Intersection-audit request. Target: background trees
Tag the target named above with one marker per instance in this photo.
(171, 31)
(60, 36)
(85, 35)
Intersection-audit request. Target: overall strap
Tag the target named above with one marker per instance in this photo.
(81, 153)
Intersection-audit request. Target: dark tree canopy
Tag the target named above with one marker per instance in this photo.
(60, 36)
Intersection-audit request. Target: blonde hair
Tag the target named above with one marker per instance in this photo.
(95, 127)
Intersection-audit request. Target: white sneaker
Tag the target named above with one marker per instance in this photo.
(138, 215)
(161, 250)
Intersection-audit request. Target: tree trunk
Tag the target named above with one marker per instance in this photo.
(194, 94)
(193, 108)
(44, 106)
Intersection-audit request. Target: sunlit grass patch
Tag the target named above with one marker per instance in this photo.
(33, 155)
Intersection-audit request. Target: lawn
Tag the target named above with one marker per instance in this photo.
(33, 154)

--

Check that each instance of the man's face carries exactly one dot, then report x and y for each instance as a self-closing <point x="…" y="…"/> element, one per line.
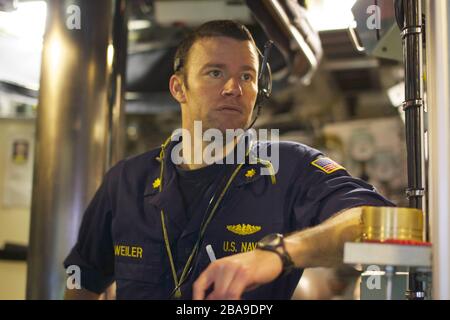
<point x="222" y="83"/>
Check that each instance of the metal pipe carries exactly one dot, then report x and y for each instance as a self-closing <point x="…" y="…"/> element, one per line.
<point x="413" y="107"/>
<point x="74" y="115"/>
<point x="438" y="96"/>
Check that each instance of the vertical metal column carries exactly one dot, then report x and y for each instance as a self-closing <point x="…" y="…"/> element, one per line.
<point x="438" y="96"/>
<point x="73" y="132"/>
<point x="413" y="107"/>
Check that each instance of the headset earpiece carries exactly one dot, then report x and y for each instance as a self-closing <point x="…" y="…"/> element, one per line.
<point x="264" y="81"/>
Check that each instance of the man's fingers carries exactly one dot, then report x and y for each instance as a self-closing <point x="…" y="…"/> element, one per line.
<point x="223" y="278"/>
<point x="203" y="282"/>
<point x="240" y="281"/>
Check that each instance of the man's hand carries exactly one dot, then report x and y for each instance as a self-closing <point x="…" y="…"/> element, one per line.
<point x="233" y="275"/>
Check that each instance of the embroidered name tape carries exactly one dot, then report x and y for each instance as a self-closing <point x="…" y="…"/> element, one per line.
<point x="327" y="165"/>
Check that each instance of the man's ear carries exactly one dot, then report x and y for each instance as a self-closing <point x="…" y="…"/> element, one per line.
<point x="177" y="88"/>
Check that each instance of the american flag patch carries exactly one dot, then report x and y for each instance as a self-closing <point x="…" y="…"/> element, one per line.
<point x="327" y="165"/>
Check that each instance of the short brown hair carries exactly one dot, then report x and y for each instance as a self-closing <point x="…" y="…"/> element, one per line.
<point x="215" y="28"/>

Directions for this task |
Wherever the string "Intersection" appears in a line of the records above, copy that line.

Solution below |
Intersection-audit request. Target: background trees
Intersection-audit request. Target: overall strap
Intersection-audit request. Target: dark tree canopy
Intersection-audit request. Target: blonde hair
Intersection-audit request. Target: white sneaker
Intersection-audit request. Target: tree trunk
Intersection-audit request. Target: sunlit grass patch
Intersection-audit request. Target: lawn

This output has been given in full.